» **GIVEN REQUEST**
Substitute "top" for "surface" in the lines from the one containing "Point out wooden table" through the last line, inclusive, and write out only those lines with nothing else changed.

» **RECORDS FOR THE EXERCISE**
-- START --

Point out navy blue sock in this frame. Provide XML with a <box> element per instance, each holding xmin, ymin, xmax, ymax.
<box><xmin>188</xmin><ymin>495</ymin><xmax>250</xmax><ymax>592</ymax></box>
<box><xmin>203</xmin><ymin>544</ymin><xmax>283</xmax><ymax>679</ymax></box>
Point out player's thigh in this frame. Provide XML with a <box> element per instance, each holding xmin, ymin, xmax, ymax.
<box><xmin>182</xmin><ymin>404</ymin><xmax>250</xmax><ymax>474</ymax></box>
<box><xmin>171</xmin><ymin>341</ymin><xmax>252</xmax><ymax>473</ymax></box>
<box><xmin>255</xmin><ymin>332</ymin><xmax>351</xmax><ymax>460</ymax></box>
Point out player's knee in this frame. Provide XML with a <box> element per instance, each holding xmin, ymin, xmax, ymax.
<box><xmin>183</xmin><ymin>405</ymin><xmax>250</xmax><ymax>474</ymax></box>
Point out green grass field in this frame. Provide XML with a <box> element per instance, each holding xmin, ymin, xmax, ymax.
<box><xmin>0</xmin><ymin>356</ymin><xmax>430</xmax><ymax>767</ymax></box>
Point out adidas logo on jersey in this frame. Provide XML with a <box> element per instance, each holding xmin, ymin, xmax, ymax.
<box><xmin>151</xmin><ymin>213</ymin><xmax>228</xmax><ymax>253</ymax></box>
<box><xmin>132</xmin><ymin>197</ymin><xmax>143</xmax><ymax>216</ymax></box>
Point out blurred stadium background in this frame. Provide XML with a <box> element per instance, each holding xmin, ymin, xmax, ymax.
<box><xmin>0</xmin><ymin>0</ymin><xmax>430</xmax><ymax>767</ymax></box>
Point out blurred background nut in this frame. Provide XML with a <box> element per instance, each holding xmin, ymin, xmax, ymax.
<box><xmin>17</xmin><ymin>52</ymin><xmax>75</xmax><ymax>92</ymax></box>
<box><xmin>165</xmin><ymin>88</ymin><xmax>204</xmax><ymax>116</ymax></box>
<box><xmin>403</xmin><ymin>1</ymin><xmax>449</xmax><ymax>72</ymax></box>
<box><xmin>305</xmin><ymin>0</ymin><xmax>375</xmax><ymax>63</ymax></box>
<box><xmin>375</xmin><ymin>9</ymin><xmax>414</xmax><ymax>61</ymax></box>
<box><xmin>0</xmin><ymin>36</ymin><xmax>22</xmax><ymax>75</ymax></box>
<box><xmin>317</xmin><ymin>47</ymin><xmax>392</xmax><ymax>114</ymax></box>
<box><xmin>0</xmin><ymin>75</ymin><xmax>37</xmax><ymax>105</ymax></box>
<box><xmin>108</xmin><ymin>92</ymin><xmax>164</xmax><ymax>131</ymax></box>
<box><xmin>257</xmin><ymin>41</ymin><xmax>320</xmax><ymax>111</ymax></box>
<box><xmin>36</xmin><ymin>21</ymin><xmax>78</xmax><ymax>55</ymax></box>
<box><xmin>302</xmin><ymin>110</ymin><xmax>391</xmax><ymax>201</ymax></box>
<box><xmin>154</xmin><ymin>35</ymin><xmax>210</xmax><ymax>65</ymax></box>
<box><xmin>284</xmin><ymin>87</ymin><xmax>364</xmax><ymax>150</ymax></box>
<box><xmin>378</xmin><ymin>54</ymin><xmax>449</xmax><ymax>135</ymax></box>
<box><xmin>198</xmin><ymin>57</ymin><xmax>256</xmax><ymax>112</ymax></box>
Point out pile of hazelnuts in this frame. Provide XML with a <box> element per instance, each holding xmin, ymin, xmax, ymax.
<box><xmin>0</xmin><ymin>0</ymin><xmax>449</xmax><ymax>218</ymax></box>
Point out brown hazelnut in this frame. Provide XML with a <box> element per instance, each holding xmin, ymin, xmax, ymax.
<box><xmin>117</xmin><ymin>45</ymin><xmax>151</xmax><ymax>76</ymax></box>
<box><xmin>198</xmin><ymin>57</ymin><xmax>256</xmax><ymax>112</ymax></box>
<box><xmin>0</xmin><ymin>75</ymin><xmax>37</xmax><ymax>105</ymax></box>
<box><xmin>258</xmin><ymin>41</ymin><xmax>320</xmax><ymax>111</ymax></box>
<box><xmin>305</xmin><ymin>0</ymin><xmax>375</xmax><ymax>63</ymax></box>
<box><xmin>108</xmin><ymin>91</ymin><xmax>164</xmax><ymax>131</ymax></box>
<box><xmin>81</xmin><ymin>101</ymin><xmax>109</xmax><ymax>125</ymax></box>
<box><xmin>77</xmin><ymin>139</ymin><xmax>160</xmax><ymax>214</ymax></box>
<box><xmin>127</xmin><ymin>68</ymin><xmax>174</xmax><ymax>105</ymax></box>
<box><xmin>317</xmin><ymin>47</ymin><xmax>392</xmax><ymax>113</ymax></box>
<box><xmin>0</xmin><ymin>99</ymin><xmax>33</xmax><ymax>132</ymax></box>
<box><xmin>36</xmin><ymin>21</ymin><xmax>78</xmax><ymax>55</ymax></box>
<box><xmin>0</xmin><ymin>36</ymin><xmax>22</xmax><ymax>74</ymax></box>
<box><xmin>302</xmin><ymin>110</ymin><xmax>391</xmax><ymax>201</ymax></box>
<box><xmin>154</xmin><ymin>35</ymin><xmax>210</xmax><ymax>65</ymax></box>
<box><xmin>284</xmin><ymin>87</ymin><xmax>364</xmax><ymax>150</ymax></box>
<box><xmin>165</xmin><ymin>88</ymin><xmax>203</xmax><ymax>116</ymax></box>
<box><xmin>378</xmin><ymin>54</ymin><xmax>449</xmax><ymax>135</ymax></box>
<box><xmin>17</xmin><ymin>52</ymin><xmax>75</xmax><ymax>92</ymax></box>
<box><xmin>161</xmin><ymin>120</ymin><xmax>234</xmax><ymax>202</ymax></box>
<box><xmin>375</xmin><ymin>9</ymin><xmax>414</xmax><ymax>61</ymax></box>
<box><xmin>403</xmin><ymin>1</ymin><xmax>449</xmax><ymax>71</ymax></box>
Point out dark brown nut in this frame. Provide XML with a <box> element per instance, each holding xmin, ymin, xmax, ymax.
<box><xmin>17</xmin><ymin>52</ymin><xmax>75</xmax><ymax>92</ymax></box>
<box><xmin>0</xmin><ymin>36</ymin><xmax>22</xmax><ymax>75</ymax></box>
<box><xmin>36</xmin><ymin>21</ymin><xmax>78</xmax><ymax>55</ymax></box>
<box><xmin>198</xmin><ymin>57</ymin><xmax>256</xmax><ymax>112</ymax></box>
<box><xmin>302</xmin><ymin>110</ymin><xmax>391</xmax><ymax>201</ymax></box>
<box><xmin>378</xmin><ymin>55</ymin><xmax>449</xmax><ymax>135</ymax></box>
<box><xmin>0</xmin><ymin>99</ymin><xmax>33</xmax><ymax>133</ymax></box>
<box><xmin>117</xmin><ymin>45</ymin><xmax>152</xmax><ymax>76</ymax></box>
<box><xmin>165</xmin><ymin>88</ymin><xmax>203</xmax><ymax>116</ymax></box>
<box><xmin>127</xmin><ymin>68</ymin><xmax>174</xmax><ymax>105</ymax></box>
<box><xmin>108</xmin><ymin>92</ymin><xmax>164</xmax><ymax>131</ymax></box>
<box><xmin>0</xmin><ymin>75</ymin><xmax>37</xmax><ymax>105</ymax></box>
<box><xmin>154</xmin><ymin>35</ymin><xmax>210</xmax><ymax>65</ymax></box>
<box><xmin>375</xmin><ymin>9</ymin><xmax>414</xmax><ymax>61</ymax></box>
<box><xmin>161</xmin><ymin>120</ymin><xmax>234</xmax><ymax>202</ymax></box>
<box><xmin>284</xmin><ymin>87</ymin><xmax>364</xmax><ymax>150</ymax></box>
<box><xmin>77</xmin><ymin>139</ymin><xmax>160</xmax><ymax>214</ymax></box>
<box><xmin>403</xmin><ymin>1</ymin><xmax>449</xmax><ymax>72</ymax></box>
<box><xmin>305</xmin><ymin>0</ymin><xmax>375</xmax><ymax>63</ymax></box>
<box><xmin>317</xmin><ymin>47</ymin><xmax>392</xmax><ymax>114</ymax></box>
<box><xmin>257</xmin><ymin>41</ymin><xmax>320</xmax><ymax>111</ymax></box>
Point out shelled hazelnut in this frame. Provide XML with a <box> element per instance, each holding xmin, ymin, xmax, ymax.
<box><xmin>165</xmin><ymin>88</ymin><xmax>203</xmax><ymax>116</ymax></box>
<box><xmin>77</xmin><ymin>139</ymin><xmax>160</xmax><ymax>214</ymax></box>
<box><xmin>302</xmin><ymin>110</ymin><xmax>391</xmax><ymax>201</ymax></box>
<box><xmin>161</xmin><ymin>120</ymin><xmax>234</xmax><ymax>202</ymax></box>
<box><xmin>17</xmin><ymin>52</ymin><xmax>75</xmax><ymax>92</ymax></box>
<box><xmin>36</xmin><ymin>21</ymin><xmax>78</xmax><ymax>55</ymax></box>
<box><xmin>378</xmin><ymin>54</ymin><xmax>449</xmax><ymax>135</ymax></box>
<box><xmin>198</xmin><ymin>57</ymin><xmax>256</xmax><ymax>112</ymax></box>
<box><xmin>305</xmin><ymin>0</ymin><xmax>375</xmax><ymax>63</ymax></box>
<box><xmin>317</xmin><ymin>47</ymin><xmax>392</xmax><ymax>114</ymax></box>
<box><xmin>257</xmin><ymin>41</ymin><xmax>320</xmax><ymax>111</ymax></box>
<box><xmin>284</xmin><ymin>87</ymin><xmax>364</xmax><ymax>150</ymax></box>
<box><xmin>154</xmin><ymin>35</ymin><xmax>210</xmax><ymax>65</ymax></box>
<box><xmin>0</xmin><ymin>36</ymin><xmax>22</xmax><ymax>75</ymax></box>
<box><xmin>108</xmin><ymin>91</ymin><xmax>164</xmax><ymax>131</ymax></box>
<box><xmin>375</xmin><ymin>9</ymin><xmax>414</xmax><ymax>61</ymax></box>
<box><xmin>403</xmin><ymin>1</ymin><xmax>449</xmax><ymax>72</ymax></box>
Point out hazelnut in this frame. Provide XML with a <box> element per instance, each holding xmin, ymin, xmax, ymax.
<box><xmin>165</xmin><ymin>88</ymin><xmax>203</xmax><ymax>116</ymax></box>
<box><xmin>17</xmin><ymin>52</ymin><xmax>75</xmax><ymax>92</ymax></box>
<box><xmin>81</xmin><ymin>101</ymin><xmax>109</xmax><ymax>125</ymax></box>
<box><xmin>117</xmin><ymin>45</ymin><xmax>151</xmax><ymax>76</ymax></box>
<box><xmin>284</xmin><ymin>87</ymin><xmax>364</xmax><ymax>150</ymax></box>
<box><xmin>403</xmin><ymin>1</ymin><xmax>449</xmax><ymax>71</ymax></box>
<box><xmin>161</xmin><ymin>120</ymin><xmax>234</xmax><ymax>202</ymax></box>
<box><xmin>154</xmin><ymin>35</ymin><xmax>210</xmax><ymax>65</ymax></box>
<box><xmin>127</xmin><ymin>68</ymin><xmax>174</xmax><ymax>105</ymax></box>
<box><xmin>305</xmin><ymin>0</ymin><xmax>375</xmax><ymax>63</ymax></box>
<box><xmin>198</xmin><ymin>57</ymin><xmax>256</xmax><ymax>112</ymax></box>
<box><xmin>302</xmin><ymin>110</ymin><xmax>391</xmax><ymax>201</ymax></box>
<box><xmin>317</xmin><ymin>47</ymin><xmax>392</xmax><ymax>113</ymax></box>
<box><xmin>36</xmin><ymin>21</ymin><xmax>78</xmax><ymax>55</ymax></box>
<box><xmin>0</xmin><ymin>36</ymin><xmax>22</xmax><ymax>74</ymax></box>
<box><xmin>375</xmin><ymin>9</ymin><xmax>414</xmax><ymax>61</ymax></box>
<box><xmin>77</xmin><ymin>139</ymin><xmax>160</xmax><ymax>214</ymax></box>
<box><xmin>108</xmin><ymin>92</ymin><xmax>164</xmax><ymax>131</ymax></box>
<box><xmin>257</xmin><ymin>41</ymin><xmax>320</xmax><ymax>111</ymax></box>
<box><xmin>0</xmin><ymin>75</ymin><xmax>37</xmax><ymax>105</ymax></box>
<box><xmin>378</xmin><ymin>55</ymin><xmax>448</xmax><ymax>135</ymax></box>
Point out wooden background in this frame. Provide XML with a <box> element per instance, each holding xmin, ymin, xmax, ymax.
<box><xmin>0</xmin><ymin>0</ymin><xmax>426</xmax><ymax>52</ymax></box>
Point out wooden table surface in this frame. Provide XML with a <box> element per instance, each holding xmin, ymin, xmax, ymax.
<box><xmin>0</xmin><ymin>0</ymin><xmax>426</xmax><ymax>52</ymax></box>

-- END --

» **EXERCISE RESULT**
Point out wooden table top in this frame. Provide XML with a <box> element per instance, each holding xmin, ymin, xmax, ymax.
<box><xmin>0</xmin><ymin>0</ymin><xmax>426</xmax><ymax>52</ymax></box>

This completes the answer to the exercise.